*Text*:

▼

Background: Even though skeletal muscle (SM) is the largest body compartment in most adults and a key phenotypic marker of sarcopenia and cachexia, SM mass was until recently difficult and often impractical to quantify in vivo. This review traces the historical development of SM mass measurement methods and their evolution to advances that now promise to provide in-depth noninvasive measures of SM composition.

Methods: Key steps in the advancement of SM measurement methods and their application were obtained from historical records and widely cited publications over the past two centuries. Recent advances were established by collecting information on notable studies presented at scientific meetings and their related publications.

Results: The year 1835 marks the discovery of creatine in meat by Chevreul, a finding that still resonates today in the D3-creatine method of measuring SM mass. Matiegka introduced an anthropometric approach for estimating SM mass in 1921 with the vision of creating a human "capacity" marker. The 1940s saw technological advances eventually leading up to the development of ultrasound and bioimpedance analysis methods of quantifying SM mass in vivo. Continuing to seek an elusive SM mass "reference" method, Burkinshaw and Cohn introduced the whole-body counting-neutron activation analysis method and provided some of the first detailed reports of cancer cachexia in the late 1970s. Three transformative breakthroughs leading to the current SM mass reference methods appeared in the 1970s and early 1980s as follows: the introduction of computed tomography (CT), photon absorptiometry, and magnetic resonance (MR) imaging. Each is advanced as an accurate and/or practical approach to quantifying whole-body and regional SM mass across the lifespan. These advances have led to a new understanding of fundamental body size-SM mass relationships that are now widely applied in the evaluation and monitoring of patients with sarcopenia and cachexia. An intermediate link between SM mass and function is SM composition. Advances in water-fat MR imaging, diffusion tensor imaging, MR elastography, imaging of connective tissue structures by ultra-short echo time MR, and other new MR approaches promise to close the gap that now exists between SM anatomy and function.

Conclusions: The global efforts of scientists over the past two centuries provides us with highly accurate means by which to measure SM mass across the lifespan with new advances promising to extend these efforts to noninvasive methods for quantifying SM composition.

▲

*Raw data*:
▼

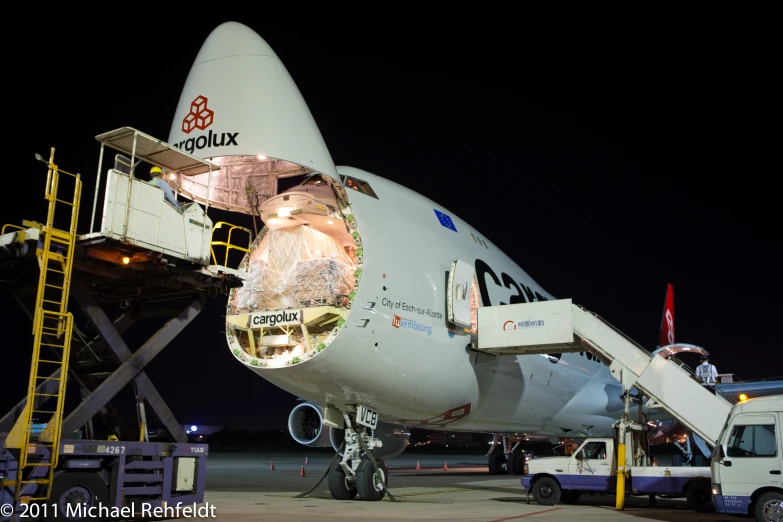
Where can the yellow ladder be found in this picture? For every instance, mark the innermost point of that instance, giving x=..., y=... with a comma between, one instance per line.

▲

*Check your understanding*:
**1)** Using the skeletal muscle abstract, answer these questions:
(a) What did Chevreul discover in meat in 1835?
(b) In what year did Matiegka introduce an anthropometric approach for estimating skeletal muscle mass?
(c) Over what period were the historical records and widely cited publications drawn from?
**2)** Copy word for word the passage of the skeletal muscle abstract running from "Background: Even though" down to "of SM composition.".

*Replies*:
**1)**
(a) Creatine
(b) 1921
(c) The past two centuries

**2)**
Background: Even though skeletal muscle (SM) is the largest body compartment in most adults and a key phenotypic marker of sarcopenia and cachexia, SM mass was until recently difficult and often impractical to quantify in vivo. This review traces the historical development of SM mass measurement methods and their evolution to advances that now promise to provide in-depth noninvasive measures of SM composition.